04 Março 2022
Relatório divulgado nesta segunda-feira alerta para a desigualdade dos impactos da crise climática ao redor do mundo. Abdicação de liderança é criminosa, diz secretário da ONU.
A reportagem é de Cristiane Prizibisczki, publicada por ((o)) eco 28-02-2022.
A mudança no clima causada pelas atividades humanas já levou a amplos impactos e perdas diversas para a natureza, para a economia e para a população mundial. Atualmente, entre 3,3 bilhões e 3,6 bilhões de pessoas – quase metade da população do planeta – vivem em contextos altamente vulneráveis, com impactos sentidos de forma muito desigual entre países e regiões.
De 2010 a 2020, a mortalidade causada por enchentes, secas e tempestades, por exemplo, foi 15 vezes maior em regiões que já apresentavam vulnerabilidade socioambiental, em comparação com as menos vulneráveis.
Estas são algumas das conclusões da segunda parte do 6º relatório científico do Painel Intergovernamental sobre Mudanças Climáticas (IPCC), divulgado na manhã desta segunda-feira (28).
Chamado de “Mudanças Climáticas 2022: Impactos, Adaptação e Vulnerabilidades”, o documento descreve as consequências da crise no clima na saúde, segurança alimentar, escassez de água, deslocamentos populacionais e destruição de ecossistemas.
“Eu vi muitos relatórios científicos no meu tempo, mas nada como este. O relatório do IPPC divulgado hoje é um atlas do sofrimento humano e uma acusação condenatória de liderança climática fracassada”, disse o Secretário-Geral da ONU, António Guterres, durante o lançamento do documento. “Os fatos são inegáveis. A abdicação de liderança é criminosa”
O documento do Grupo II do IPCC compila vários dos impactos que as mudanças climáticas já trazem ao mundo, como perdas e danos à natureza e às pessoas.
Metade das espécies estudadas já migrou na direção dos polos ou para altitudes mais elevadas para escapar do calor. Centenas de perdas locais de espécies foram causadas pelos aumentos na magnitude dos extremos de calor, e as primeiras extinções de espécies causadas pela crise do clima já foram documentadas.
As mudanças climáticas fazem mal a saúde, física e mental, ressalta o documento. No mundo todo, a mortalidade e a morbidade por extremos de calor aumentaram, bem como a ocorrência de doenças, como é o caso da dengue, devido à expansão dos habitats e velocidades de reprodução dos transmissores.
A mudança no clima também retardou os ganhos de produtividade da agricultura mundial nos últimos 50 anos, trazendo insegurança alimentar a milhões de pessoas, sendo os maiores impactos observados na África, na América Latina, na Ásia, nos pequenos países insulares e no Ártico.
“A grande mensagem do Grupo 2 do IPCC neste relatório é que a mudança climática é um brutal agravador de desigualdades e um perpetuador de pobreza. A justiça climática precisa entrar na ordem do dia”, afirma Stela Herschmann, especialista em Política Climática do Observatório do Clima. A organização preparou um resumo em português dos principais pontos do documento divulgado nesta segunda.

+ + + + +

> TAREFAS E EXERCÍCIOS
1) Segundo a reportagem sobre o relatório do IPCC, em quais regiões se observaram os maiores impactos da mudança climática sobre a produtividade agrícola? Relacione todas.
2) Prossiga a redação da reportagem sobre o relatório do IPCC a partir da última frase apresentada.

+ + + + +

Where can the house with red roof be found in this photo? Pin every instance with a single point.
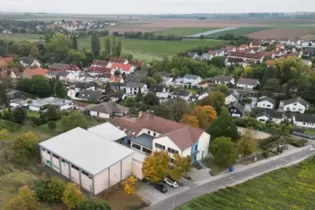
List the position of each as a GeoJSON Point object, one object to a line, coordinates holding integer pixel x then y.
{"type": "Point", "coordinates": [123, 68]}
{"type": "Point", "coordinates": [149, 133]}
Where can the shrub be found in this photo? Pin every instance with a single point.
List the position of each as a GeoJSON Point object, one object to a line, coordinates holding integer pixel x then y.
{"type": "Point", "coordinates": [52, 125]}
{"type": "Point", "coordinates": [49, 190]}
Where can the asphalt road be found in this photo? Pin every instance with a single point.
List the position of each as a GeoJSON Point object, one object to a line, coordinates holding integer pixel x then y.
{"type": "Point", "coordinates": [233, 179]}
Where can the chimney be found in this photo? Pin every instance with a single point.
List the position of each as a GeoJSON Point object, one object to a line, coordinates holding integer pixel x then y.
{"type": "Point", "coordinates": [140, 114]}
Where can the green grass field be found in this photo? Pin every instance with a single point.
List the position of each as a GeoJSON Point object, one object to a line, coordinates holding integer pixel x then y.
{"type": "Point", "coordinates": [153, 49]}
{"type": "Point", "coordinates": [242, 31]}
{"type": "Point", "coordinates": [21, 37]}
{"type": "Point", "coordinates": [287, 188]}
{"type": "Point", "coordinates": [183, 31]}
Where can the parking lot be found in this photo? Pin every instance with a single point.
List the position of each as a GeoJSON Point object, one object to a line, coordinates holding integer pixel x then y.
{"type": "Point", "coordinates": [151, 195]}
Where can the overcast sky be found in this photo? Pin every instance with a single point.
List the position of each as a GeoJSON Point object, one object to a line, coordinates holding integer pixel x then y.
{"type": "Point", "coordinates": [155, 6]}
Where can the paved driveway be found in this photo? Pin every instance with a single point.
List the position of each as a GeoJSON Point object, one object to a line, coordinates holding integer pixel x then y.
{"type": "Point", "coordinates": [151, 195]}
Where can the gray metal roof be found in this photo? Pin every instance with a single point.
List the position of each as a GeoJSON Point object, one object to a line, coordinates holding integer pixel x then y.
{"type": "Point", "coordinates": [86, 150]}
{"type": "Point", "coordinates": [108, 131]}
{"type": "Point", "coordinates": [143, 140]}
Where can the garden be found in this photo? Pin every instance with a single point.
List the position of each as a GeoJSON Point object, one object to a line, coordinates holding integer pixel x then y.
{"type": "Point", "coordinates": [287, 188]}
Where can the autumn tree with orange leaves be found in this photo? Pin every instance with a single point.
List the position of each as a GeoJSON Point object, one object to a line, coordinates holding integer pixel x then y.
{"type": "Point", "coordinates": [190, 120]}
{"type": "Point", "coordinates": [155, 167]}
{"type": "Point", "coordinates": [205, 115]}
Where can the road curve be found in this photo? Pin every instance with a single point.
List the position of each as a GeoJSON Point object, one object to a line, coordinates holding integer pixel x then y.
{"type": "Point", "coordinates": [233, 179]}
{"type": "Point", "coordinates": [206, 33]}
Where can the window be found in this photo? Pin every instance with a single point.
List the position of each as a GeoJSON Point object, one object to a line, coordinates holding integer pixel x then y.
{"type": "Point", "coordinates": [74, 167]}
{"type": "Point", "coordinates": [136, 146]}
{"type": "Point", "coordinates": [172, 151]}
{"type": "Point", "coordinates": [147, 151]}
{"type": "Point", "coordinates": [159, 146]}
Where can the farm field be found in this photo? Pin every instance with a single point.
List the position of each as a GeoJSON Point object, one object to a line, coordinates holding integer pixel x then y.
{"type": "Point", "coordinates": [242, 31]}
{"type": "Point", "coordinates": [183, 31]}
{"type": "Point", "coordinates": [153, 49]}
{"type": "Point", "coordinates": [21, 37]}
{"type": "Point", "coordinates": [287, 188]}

+ + + + +

> RESPOSTAS ESCRITAS
1) África, América Latina, Ásia, pequenos países insulares e Ártico.

2)
No relatório anterior do IPCC, divulgado em agosto, os cientistas alertaram que o cenário de 1,5°C de aquecimento já é inevitável.
O documento divulgado hoje mostra que, com esse aquecimento de 1,5°C, de 3% a 4% das espécies analisadas provavelmente terão risco muito alto de extinção. No cenário de aquecimento de 2°C, esse risco salta para 18%, no cenário de 3°C, para 29% e, num cenário de aquecimento de 4°C, a extinção chegará a 39% das espécies analisadas.
Com 2°C de aumento na temperatura, a água de degelo usada para irrigação deve diminuir 20%, e a massa global das geleiras de montanha deve cair em cerca de 18%, reduzindo a quantidade de água para agricultura, geração de energia e abastecimento humano.
Os danos causados por enchentes podem ser até 4 vezes maiores em um cenário de aumento de temperatura de 3°C e, nas cidades costeiras, cerca de 1 bilhão de pessoas estão sob risco de desastres climáticos litorâneos, mostra o IPCC.
O documento também ressalta que os impactos das mudanças no clima estão ficando cada vez mais complexos e difíceis de administrar. Múltiplos fatores interagem entre si e com fatores não-climáticos, criando situações de efeito-cascata.
A Amazônia foi um dos casos citados no IPCC para ilustrar essa complexidade. No bioma, as mudanças no clima se somam ao desmatamento e às queimadas, produzindo perdas severas e irreversíveis aos serviços ecossistêmicos e à biodiversidade.
O documento do Grupo II do IPCC também considerou os cenários em que a temperatura excede 1,5°C – acordado em Paris em 2015 –, mas retorna, depois de algum tempo.
Mesmo assim, o novo sumário destaca que esta situação resultaria em “impactos severos e frequentemente irreversíveis” em ecossistemas, abastecimento de água, segurança alimentar e energia.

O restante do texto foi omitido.